▶ _Required action A_
Reproduce the part of the article on Canadians and religion that begins with the words "Simply put, religion" and ends with "a positive meaning.".
▶ _Required action B_
Continue the article on the poll about faith in Canada from where it stops.

Mike Faille/National Post//Angus Reid

Mike Faille/National Post//Angus Reid

The spiritually uncertain, also representing 30 per cent, “seem to be a bit confused about where they want to be,” Reid said. “On some issues they kind of side with the non-believers, but they haven’t given up totally on everything.

“They continue to believe that there’s a God, but they’re uncertain about the role of God.”

The poll is part of a multi-faith effort initiated by Cardus called Faith in Canada 150, which aims to highlight the role religion has played historically and continues to play in Canada. The initiative, which has a budget of roughly $1-million, was denied federal funding as part of official 150th anniversary celebrations.

Source: Canadians may be vacating the pews but they are keeping the faith: poll | National Post

And the accompanying op-ed by Ray Pennings of Cardus:

Despite this religious openness, the same polling indicates a significant disconnect between the perception and reality of faith’s role in today’s Canada.

Simply put, religion has an image problem in Canada. In fact, the word “religion” is more likely to be seen negatively than positively, according to this new poll. Moreover, just over half of Canadians say they disagree with the claim that religion’s overall impact on the world is positive.

About half of Canadians polled say they’re uncomfortable around those who are religiously devout. Throw in terms like born-again, theology and evangelism, and just 15 per cent of respondents associate those words with a positive meaning.

But how well do Canadians actually understand the role faith plays in everyday life? Asked what’s most important in life, the 21 per cent of Canadians who are religiously committed are most likely to prioritize family life, honesty and concern for others.

▶ _Information_
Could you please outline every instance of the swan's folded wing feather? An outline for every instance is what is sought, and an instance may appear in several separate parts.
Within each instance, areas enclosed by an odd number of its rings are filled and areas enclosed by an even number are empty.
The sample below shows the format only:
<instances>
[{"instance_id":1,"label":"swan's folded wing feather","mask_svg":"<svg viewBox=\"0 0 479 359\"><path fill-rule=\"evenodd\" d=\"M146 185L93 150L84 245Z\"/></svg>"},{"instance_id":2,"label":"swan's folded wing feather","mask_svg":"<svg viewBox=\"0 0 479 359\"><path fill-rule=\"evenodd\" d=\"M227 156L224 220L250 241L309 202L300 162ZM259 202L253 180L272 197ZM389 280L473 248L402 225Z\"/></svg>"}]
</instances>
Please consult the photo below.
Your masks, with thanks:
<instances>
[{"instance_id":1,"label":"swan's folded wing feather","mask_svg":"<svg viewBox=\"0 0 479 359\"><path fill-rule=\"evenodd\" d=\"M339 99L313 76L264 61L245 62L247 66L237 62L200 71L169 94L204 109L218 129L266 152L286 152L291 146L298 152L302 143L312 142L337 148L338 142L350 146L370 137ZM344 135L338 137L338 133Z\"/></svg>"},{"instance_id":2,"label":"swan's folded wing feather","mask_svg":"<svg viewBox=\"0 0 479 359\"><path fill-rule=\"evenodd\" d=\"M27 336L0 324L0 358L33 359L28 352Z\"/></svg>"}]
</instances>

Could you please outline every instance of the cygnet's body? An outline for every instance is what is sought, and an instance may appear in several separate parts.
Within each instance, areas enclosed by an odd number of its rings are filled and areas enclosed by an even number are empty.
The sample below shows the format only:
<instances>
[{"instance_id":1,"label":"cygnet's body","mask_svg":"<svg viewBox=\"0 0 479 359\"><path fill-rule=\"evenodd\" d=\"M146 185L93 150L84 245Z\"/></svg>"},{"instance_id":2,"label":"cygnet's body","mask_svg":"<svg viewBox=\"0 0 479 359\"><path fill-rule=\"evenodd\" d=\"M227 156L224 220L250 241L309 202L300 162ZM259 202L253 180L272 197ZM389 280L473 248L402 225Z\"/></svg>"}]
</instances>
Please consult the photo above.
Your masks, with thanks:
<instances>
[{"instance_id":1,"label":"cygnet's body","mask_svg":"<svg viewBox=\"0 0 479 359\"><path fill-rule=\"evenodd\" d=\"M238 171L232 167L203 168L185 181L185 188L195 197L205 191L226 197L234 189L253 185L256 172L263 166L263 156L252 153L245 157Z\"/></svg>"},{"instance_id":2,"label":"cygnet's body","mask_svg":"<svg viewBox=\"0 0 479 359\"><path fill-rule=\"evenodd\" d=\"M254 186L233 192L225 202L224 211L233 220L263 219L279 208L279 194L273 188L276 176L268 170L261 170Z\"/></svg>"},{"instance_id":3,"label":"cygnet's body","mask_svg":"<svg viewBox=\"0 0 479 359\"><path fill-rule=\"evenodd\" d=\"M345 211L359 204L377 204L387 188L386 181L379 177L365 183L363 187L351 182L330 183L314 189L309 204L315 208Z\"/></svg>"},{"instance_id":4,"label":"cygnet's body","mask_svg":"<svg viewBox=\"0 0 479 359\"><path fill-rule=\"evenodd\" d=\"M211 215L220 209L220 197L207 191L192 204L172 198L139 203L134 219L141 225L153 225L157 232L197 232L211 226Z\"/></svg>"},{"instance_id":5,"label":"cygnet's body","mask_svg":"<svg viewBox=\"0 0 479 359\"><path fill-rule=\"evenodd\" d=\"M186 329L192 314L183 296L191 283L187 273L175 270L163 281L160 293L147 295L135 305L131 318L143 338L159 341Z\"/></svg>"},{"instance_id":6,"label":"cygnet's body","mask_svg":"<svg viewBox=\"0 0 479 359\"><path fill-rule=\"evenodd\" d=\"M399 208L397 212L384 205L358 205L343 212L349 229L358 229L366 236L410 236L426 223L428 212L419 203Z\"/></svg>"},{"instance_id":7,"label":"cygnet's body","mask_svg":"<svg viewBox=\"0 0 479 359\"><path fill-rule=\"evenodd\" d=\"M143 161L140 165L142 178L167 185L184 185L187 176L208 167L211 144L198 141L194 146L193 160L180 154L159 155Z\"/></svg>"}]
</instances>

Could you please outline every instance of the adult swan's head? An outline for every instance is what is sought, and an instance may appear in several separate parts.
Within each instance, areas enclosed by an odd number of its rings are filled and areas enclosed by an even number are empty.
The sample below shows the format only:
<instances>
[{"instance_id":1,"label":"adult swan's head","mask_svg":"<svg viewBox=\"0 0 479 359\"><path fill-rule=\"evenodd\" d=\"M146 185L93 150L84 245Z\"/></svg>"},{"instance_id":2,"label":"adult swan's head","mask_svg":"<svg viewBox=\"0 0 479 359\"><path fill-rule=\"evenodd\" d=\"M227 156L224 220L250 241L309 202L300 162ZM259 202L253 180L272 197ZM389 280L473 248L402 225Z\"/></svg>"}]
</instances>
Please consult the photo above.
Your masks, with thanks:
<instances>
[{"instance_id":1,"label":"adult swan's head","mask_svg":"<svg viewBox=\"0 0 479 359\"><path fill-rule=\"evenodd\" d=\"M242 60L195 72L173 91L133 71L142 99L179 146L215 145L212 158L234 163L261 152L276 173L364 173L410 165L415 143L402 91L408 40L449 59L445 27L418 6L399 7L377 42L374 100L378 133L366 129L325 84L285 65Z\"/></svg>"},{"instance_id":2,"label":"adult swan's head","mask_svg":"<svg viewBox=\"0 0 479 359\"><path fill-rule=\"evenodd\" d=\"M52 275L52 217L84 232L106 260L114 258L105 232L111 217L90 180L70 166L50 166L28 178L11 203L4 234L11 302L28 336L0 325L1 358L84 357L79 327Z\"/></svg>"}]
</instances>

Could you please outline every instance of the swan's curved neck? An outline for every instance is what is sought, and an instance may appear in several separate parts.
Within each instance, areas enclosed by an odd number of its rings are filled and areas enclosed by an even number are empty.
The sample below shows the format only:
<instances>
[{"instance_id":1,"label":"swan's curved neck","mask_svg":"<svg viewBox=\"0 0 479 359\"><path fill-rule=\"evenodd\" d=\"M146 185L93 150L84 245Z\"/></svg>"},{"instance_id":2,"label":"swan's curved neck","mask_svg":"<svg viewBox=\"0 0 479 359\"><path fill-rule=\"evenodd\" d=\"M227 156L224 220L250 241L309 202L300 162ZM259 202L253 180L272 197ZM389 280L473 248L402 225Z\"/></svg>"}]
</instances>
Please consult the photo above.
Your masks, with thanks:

▶ _Answer box A_
Simply put, religion has an image problem in Canada. In fact, the word “religion” is more likely to be seen negatively than positively, according to this new poll. Moreover, just over half of Canadians say they disagree with the claim that religion’s overall impact on the world is positive.

About half of Canadians polled say they’re uncomfortable around those who are religiously devout. Throw in terms like born-again, theology and evangelism, and just 15 per cent of respondents associate those words with a positive meaning.

▶ _Answer box B_
Conversely, concern for others was a lower priority for non-believers. Instead, they are more likely to select a comfortable life, self-reliance and good times with friends as important. Not to put too fine a point on it, but those who are most likely to pray to God, attend religious services regularly and read the Bible or another sacred text seem most oriented toward others and their welfare.

What about Canadians’ emotional lives? The religiously committed are the happiest amongst us. Fully 47 per cent of them say they’re very happy or extremely happy overall, compared with 35 per cent of non-believers. They also report the highest levels of happiness among friends and in their communities. None of that is terribly surprising. If anything, it simply confirms what other research has shown. It makes sense, then, that the religiously committed are also more likely to be “very optimistic” about the future.

When it comes to community engagement and charitable giving, once again it’s the religiously committed who report the strongest involvement. Slightly more than half of non-believers say they are uninvolved in community groups or activities. That percentage drops to 17 per cent of the religiously committed. In fact, 41 per cent of the religiously committed have at least some involvement in their community, with another 42 per cent reporting heavy involvement.

Almost a third of the religiously committed say they regularly volunteer compared with 13 per cent of non-believers. Dare we ask about charitable giving?  Only 12 per cent of non-believers say they try to donate to whatever charities they can. That jumps to 43 per cent among the religiously committed. These are not selfish people.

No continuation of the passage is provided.